▶ WORK TO BE COMPLETED:
Write out the lines again, requests included, beginning at the line that has "Query: <item>book on shelf</item>" and stopping after the line that has "26 79 L 29 79". Shift every coordinate in the answers by -63.

+++ ROWS

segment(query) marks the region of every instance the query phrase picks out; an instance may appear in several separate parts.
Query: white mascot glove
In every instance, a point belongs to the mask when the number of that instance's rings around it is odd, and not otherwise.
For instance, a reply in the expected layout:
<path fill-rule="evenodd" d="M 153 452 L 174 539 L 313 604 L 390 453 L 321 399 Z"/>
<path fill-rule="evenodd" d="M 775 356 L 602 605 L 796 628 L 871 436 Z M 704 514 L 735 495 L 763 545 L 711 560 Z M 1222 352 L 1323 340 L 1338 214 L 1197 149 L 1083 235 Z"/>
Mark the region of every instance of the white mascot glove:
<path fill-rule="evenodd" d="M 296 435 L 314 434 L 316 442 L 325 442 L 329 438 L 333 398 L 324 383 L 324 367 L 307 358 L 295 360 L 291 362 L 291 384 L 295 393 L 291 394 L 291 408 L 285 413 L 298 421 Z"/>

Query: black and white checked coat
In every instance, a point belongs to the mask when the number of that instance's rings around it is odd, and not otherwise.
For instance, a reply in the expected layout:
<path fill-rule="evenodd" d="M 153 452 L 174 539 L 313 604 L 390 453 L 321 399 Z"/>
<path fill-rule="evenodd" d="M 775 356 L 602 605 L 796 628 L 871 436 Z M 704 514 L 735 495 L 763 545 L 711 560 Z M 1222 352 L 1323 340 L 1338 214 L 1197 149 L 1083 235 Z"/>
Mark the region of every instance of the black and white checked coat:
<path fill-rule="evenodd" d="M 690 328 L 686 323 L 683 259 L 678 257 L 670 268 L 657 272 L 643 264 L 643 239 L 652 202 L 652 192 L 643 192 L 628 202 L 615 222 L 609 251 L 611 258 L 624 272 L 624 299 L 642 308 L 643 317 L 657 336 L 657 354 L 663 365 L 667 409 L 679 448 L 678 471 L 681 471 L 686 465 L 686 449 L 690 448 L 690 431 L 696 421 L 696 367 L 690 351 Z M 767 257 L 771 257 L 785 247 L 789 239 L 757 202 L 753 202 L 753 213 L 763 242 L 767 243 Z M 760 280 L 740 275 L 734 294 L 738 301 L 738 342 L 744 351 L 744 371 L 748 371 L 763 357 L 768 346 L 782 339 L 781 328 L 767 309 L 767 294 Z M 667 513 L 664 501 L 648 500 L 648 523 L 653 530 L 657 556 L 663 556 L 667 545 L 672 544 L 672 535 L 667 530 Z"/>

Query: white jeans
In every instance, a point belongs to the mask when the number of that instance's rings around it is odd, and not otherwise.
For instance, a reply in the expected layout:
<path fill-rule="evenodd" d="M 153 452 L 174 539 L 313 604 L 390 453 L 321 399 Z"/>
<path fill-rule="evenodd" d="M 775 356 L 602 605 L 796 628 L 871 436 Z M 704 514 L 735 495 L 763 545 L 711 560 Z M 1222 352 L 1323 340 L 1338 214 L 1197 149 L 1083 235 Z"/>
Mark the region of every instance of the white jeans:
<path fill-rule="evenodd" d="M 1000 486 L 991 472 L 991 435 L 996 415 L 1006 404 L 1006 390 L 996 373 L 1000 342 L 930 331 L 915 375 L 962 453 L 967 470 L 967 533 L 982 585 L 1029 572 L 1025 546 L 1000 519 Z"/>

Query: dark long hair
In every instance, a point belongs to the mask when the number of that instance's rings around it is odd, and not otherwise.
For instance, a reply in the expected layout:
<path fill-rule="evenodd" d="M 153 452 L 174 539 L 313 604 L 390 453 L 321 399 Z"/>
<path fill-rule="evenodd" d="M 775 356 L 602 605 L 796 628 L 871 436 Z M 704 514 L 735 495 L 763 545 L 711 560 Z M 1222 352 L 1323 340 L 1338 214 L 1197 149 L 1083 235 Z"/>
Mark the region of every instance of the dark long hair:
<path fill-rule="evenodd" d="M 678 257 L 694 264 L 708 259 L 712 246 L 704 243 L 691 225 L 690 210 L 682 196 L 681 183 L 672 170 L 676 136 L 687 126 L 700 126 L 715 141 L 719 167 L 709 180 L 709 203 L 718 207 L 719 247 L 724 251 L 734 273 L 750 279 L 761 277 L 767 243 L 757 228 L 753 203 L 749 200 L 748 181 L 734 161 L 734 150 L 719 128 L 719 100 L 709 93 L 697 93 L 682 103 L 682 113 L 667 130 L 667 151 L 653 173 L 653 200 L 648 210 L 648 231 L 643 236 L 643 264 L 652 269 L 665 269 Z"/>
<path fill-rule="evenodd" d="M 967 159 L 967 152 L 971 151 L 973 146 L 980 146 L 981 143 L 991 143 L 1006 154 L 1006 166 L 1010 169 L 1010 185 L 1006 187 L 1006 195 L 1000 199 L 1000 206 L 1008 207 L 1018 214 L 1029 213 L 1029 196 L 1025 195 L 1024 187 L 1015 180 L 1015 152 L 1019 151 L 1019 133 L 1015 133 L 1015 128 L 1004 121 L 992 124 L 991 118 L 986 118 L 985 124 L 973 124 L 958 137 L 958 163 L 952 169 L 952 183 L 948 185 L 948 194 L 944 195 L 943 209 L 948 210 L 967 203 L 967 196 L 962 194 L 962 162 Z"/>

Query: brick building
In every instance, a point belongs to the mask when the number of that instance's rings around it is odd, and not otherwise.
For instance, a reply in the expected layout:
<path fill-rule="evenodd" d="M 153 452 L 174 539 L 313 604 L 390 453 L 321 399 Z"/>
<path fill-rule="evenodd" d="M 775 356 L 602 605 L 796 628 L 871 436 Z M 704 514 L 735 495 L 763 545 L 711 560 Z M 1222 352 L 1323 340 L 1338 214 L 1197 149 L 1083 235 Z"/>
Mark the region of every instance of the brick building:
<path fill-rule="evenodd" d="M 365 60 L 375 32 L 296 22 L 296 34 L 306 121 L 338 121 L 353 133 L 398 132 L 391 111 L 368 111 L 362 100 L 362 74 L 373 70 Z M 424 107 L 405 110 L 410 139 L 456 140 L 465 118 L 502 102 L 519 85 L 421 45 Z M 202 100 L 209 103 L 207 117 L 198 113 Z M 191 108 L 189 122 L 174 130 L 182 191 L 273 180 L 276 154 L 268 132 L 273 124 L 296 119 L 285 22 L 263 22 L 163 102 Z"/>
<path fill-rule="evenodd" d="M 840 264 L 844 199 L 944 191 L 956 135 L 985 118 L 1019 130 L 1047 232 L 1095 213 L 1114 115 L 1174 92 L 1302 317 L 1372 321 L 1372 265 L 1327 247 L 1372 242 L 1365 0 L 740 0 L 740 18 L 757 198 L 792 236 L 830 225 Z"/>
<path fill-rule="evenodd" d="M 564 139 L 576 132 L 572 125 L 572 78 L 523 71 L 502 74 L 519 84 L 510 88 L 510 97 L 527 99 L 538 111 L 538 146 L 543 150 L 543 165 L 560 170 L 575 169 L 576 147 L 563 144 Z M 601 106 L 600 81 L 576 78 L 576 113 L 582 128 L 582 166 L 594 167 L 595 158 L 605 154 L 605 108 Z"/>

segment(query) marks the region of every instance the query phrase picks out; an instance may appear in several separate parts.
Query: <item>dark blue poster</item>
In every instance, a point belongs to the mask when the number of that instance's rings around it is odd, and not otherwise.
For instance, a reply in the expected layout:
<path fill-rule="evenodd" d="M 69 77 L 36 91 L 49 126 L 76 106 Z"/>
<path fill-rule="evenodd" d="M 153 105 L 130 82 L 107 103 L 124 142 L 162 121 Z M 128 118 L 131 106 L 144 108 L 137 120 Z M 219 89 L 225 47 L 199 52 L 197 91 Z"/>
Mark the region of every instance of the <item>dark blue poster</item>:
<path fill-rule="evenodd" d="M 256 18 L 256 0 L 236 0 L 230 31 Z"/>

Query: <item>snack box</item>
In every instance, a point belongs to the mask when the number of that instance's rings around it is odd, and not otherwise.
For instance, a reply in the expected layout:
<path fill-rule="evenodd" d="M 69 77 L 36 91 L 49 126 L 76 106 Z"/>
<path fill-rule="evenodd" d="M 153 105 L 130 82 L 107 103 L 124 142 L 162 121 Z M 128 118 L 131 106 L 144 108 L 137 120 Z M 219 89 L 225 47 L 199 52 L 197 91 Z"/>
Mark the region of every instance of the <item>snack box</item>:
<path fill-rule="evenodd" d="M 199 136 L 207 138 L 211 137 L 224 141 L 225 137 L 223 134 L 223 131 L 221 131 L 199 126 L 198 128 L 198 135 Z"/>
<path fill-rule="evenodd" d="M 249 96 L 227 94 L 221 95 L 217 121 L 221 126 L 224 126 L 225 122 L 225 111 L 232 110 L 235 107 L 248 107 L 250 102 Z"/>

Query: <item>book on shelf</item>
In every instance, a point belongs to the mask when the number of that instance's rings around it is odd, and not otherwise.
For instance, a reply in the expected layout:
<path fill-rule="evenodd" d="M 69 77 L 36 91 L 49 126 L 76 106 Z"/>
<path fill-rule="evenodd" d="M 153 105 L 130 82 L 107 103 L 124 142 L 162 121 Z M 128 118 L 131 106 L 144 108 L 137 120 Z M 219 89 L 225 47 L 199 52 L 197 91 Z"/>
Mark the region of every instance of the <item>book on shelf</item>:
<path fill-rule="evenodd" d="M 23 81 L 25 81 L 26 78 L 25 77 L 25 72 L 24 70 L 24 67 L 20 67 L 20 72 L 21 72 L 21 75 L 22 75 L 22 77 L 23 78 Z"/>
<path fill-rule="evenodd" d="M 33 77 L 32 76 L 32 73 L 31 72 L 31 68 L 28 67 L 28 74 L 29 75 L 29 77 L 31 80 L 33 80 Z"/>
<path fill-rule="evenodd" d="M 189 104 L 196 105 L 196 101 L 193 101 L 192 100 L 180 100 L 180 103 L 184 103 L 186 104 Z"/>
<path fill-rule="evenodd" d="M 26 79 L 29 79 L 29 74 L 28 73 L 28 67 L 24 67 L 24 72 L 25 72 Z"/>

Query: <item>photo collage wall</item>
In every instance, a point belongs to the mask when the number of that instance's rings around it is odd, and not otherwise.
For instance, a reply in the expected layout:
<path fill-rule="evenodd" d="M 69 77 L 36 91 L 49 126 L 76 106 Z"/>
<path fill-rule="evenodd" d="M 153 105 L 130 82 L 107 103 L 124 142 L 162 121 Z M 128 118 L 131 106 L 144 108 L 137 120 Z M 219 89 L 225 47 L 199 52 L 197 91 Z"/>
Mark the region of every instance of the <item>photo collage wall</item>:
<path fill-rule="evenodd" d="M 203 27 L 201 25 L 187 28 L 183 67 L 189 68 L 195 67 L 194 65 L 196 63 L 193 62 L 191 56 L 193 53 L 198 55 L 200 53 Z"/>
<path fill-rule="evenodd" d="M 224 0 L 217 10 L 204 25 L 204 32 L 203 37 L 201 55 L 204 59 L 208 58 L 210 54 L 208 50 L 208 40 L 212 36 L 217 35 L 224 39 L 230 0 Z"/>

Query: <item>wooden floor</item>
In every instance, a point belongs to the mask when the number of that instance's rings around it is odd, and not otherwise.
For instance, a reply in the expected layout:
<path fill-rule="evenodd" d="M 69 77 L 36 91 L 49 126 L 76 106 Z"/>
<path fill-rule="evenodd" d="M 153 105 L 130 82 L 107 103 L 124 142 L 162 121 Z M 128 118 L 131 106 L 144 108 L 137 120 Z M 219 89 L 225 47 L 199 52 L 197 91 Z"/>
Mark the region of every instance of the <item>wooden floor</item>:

++++++

▶ SOLUTION TO THIS EXERCISE:
Query: <item>book on shelf</item>
In every instance, a point belongs to the mask when the number of that instance's rings around it is odd, and not otherwise.
For instance, a reply in the expected layout:
<path fill-rule="evenodd" d="M 69 77 L 36 91 L 49 126 L 76 106 Z"/>
<path fill-rule="evenodd" d="M 153 105 L 130 82 L 107 103 L 124 142 L 162 121 Z M 128 118 L 131 106 L 144 108 L 137 120 Z M 219 89 L 225 47 L 199 52 L 197 91 Z"/>
Mark the region of every instance of the <item>book on shelf</item>:
<path fill-rule="evenodd" d="M -40 18 L -38 18 L -37 15 L -38 14 L -38 9 L -39 7 L -39 4 L -43 4 L -43 9 L -42 9 L -42 12 L -41 12 L -41 14 L -40 15 Z"/>
<path fill-rule="evenodd" d="M -30 14 L -31 13 L -31 10 L -32 9 L -32 5 L -35 4 L -35 11 L -34 12 L -34 14 L -32 17 L -30 17 Z"/>
<path fill-rule="evenodd" d="M 126 41 L 133 42 L 133 38 L 130 38 L 129 37 L 117 37 L 117 40 L 121 40 L 123 41 Z"/>
<path fill-rule="evenodd" d="M -37 16 L -34 16 L -34 11 L -35 10 L -35 4 L -39 4 L -39 9 L -38 9 Z"/>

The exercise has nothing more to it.